» Problem description
State the number of lines below in which the word "with" appears. Nothing else belongs in the answer.

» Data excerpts
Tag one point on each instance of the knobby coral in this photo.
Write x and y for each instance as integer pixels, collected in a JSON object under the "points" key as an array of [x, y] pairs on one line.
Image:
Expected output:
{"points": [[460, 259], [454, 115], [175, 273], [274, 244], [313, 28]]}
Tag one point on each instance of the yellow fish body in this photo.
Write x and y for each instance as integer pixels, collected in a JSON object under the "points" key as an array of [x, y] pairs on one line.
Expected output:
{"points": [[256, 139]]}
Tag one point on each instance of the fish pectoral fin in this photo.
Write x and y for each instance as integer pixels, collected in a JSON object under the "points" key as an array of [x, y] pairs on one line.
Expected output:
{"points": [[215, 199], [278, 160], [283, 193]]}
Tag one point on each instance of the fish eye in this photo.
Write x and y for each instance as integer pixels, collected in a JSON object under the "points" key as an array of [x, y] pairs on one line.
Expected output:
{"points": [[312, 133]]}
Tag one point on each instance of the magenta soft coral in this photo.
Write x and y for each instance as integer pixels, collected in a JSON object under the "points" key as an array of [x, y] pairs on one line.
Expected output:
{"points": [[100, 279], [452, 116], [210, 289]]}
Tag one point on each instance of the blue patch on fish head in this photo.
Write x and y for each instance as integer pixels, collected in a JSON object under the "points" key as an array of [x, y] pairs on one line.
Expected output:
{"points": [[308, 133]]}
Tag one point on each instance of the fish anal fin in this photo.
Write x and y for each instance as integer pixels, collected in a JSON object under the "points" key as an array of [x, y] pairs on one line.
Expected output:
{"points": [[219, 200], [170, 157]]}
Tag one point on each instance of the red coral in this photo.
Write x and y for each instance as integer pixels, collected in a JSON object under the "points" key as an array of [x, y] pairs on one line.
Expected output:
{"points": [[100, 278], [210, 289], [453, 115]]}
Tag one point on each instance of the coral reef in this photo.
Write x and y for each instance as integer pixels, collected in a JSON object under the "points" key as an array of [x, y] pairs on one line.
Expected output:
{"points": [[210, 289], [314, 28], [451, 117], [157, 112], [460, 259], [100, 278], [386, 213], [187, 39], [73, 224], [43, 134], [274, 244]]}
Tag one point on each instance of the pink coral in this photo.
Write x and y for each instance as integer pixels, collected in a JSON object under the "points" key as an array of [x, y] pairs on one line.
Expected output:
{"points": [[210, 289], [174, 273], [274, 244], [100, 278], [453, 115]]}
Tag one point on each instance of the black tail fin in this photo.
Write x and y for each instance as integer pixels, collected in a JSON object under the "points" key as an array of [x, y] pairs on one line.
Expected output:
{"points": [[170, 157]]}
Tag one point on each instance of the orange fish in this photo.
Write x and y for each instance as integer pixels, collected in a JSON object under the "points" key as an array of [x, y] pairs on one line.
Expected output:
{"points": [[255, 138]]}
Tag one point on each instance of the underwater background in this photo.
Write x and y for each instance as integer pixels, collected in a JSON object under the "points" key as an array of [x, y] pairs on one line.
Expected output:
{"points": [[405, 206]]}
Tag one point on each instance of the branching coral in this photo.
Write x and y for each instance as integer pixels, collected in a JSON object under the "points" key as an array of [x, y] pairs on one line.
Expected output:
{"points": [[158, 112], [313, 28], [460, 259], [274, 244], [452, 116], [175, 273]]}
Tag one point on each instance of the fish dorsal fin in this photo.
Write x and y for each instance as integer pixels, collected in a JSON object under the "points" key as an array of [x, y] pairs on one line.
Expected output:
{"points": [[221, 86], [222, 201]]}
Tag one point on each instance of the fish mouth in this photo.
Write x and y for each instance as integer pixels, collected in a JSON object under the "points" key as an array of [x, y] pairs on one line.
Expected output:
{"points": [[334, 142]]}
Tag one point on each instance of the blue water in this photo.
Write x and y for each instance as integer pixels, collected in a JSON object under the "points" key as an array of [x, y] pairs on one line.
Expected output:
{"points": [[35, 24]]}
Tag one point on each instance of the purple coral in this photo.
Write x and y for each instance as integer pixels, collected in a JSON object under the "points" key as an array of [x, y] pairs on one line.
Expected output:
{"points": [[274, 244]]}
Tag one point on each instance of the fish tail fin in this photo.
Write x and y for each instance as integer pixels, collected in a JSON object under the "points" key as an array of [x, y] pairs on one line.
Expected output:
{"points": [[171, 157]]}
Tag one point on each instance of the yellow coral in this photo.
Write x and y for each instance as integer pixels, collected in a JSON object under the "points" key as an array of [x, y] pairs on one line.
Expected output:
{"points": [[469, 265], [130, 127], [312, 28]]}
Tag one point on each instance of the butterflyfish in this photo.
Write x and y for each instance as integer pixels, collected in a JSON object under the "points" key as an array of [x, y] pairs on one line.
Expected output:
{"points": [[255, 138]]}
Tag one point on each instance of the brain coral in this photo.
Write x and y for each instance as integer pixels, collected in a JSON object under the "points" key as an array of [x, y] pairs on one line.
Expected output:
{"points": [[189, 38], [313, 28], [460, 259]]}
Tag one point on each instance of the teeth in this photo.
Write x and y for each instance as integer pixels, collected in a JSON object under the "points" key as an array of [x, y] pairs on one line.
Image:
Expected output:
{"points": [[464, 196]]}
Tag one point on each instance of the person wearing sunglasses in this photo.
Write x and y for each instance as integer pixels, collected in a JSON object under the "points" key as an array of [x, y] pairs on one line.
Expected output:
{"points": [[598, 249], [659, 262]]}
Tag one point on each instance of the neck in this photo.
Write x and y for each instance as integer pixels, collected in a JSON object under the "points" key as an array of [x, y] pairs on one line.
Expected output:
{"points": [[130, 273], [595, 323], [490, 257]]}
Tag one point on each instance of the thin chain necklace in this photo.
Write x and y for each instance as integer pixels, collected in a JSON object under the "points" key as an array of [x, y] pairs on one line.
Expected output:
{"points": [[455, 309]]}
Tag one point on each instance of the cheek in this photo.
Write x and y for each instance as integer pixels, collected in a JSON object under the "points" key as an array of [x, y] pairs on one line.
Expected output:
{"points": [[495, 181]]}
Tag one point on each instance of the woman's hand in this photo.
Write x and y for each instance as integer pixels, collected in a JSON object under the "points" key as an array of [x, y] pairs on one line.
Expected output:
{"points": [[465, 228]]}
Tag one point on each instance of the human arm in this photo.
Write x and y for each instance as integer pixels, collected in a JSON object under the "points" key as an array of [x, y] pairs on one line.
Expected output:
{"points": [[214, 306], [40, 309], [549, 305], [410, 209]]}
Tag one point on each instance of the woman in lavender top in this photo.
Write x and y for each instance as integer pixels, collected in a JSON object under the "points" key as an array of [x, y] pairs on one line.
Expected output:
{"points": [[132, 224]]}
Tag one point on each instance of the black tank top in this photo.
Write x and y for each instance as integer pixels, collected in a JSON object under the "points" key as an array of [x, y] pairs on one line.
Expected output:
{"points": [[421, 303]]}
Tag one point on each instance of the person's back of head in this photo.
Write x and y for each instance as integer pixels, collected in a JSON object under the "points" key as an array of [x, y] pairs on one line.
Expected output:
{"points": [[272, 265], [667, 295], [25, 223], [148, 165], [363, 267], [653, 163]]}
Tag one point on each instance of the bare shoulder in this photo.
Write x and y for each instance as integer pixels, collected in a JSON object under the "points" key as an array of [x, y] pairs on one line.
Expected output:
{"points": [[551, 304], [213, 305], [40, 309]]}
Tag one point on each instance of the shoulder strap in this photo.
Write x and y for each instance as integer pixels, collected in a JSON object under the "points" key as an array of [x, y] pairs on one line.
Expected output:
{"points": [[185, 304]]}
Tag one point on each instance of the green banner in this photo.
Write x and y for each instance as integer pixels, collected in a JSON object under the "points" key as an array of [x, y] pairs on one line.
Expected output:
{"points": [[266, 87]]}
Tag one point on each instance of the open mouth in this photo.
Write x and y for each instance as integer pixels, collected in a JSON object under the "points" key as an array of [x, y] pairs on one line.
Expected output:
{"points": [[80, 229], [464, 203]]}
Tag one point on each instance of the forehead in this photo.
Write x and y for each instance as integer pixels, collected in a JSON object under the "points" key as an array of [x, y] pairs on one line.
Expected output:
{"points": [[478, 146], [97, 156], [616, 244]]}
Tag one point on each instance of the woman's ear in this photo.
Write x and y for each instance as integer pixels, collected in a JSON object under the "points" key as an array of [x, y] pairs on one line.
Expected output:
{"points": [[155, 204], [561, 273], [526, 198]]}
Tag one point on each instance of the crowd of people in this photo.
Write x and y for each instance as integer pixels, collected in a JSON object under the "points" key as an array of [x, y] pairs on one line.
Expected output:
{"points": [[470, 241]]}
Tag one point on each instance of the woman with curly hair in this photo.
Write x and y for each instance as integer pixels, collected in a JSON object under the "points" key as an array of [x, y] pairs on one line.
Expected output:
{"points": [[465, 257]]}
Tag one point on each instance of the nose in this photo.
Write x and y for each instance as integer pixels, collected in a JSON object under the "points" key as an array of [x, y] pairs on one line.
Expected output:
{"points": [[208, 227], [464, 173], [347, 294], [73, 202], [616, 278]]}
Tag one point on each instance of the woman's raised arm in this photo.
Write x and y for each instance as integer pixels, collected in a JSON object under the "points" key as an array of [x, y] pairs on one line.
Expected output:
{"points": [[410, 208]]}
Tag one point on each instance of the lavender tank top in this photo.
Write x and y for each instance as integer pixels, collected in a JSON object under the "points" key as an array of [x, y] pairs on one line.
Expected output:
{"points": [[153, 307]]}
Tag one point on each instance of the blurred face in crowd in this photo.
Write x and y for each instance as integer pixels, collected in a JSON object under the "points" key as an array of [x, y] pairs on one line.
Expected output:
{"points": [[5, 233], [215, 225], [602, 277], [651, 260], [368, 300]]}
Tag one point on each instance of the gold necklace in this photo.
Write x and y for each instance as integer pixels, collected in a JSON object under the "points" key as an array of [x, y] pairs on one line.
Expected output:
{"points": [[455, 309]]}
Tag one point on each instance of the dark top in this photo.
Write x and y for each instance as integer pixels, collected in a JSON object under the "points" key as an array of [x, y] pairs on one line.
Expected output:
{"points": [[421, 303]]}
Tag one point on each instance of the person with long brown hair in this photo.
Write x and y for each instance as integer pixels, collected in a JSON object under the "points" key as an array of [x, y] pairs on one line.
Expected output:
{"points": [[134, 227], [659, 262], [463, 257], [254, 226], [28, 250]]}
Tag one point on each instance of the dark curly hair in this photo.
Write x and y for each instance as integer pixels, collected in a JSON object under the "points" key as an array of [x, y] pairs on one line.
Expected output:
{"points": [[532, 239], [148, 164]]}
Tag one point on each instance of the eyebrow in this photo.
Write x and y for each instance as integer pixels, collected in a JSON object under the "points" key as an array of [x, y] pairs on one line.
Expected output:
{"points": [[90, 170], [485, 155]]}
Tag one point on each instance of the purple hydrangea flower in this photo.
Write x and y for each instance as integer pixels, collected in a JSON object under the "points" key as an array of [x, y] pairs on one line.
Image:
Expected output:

» Answer section
2